▶ **TEXT PASSAGE**
┌────────
Uploaded image for project: 'MariaDB Server'
  1. MariaDB Server
  2. MDEV-11163

Replication filters can break multi-source replication when mysqld restarts

    XMLWordPrintable

Details

    Description

      If a MariaDB server has replication filters configured for a multi-source replication connection and then if mysqld restarts, the slave thread will start to filter all data for that slave connection.

      This problem was seen with the following replication topology:

      MariaDB 10.1.18 master ===> MaxScale 1.4.3 binlog router ===> MariaDB 10.1.18 slave

      However, I am not sure if the intermediate MaxScale master is required for this bug to occur.

      The MariaDB master has the following configuration file:

      [mariadb-10.1]
      server_id=1
      log_bin=mariadb-bin
      

      The MariaDB slave has the following configuration file:

      [mariadb-10.1]
      server_id=3
      maxscale_master.replicate_do_db="db1,db2"
      

      And MaxScale has the following configuration file:

      [maxscale]
      threads=4
       
      [Replication]
      type=service
      router=binlogrouter
      version_string=10.0.27-log
      user=repl
      passwd=password
      router_options=server_id=2,binlogdir=/var/log/binlogs,mariadb10-compatibility=1
       
      [Replication Listener]
      type=listener
      service=Replication
      protocol=MySQLClient
      port=3306
      

      I executed the following to set up replication on the MaxScale instance:

      $ mysql -u repl -ppassword -h 127.0.0.1
      Welcome to the MariaDB monitor.  Commands end with ; or \g.
└────────
▶ **REQUIRED WORK**
a: Please summarize the MariaDB bug report in two sentences.
b: Pick up the MariaDB bug report at its last line and carry it on.

▶ **RECORDS PROVIDED**
┌────────
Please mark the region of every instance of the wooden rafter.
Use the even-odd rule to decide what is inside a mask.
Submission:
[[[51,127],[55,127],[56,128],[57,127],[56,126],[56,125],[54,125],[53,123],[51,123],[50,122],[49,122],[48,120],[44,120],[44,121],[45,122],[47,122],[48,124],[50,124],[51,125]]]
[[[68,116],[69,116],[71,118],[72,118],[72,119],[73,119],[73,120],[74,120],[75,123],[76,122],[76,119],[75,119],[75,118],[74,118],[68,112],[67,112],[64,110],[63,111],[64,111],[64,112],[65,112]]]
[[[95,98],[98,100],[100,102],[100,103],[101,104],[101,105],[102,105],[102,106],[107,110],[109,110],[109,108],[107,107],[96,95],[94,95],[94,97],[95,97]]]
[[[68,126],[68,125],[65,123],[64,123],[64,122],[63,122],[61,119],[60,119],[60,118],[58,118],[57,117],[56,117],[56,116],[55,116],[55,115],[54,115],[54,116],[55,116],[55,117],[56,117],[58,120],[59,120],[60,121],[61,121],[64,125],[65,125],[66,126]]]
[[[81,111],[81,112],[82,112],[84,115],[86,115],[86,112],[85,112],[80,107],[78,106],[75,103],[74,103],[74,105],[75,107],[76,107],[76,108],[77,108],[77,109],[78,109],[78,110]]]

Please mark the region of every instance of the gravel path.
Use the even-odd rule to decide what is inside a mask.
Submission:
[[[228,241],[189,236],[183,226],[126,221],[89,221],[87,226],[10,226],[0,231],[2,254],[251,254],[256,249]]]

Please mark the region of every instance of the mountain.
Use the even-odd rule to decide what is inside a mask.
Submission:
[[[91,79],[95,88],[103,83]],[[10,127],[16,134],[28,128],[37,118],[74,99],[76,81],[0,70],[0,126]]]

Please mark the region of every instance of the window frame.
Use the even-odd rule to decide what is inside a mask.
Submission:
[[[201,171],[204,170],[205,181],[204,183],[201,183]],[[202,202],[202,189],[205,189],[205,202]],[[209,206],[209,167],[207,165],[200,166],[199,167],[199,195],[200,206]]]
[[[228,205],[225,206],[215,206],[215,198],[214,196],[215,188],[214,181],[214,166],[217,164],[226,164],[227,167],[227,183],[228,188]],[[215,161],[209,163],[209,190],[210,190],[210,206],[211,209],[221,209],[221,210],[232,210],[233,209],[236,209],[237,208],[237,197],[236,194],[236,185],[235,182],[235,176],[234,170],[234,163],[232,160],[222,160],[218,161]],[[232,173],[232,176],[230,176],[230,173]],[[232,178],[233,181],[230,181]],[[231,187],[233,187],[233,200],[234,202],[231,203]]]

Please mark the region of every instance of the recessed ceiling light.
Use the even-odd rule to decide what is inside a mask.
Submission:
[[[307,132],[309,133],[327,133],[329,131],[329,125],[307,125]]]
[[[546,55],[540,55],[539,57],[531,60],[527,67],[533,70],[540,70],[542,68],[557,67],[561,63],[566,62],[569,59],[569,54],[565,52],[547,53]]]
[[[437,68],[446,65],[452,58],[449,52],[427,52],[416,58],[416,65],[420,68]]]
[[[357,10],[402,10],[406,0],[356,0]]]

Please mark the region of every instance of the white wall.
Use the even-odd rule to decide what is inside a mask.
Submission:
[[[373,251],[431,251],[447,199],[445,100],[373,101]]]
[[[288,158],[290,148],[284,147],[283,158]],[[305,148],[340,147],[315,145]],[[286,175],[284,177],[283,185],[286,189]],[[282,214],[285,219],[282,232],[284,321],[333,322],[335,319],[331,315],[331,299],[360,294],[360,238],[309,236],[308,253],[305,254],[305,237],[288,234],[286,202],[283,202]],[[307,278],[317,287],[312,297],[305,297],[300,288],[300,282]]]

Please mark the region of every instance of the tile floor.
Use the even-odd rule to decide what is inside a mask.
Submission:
└────────
▶ **RESPONSES BY TASK**
a: When a MariaDB server has replication filters configured for a multi-source replication connection and mysqld restarts, the slave thread starts filtering all data for that connection. The problem was seen with a MariaDB 10.1.18 master replicating through a MaxScale 1.4.3 binlog router to a MariaDB 10.1.18 slave, though the reporter is not sure the intermediate MaxScale master is needed for the bug to occur.

b:
      Your MySQL connection id is 9422
      Server version: 10.0.27-log
       
      Copyright (c) 2000, 2016, Oracle, MariaDB Corporation Ab and others.
       
      Type 'help;' or '\h' for help. Type '\c' to clear the current input statement.
       
      MySQL [(none)]> CHANGE MASTER TO Master_host='172.30.0.32', Master_log_file='mariadb-bin.000001', Master_user='repl', Master_password='password';
      Query OK, 0 rows affected (0.00 sec)
       
      MySQL [(none)]> START SLAVE;
      Query OK, 0 rows affected (0.01 sec)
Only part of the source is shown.